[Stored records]
● ● ●
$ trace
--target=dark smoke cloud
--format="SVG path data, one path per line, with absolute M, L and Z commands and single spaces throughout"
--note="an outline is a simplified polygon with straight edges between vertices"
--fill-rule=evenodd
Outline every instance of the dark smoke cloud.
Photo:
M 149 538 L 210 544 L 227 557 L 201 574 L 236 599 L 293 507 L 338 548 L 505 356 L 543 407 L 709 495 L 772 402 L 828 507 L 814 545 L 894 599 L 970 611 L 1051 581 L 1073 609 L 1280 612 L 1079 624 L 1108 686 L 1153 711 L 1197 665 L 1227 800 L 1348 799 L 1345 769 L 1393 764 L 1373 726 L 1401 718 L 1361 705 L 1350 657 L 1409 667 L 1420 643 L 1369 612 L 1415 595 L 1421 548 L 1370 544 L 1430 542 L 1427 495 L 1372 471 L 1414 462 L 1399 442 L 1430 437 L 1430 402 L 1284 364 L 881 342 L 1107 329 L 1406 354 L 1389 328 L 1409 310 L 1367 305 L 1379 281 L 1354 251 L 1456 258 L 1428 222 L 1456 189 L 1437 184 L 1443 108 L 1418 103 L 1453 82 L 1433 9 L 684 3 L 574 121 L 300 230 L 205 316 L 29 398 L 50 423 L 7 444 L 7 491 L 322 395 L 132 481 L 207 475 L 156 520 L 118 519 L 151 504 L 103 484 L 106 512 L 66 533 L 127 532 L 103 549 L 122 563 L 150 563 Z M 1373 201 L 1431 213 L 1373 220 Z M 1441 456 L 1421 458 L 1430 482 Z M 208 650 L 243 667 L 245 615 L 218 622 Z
● ● ●
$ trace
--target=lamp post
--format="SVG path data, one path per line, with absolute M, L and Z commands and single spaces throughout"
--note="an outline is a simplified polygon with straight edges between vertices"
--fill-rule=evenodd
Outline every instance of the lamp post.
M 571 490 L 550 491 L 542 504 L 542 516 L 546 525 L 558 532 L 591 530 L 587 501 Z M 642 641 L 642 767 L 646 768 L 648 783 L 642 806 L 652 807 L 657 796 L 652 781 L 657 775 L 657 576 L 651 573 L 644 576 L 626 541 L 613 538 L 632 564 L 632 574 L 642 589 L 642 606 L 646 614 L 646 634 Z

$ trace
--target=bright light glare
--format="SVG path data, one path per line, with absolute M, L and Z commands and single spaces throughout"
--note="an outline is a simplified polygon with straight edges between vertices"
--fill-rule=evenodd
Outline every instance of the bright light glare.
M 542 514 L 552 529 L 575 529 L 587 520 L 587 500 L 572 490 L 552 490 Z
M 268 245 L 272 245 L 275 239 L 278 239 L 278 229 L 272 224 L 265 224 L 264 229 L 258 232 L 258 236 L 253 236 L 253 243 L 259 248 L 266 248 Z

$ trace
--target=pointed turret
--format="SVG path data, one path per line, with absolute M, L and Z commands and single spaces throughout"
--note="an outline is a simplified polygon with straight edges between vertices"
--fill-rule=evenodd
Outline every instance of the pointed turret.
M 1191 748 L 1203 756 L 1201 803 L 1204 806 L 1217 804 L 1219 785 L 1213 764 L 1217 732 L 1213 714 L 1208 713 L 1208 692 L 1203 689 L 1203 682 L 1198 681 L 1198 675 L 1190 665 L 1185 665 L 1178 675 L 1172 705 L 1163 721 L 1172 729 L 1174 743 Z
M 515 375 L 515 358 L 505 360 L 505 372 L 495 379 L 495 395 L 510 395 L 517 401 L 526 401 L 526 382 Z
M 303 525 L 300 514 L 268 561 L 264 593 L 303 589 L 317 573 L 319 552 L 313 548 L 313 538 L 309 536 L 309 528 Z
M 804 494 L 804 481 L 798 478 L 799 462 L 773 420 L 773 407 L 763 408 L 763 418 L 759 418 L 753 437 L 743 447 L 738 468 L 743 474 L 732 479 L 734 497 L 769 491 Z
● ● ●
> [Set exercise]
How many lines in the entries above contain the word "glare"? Give only the number.

> [Response below]
2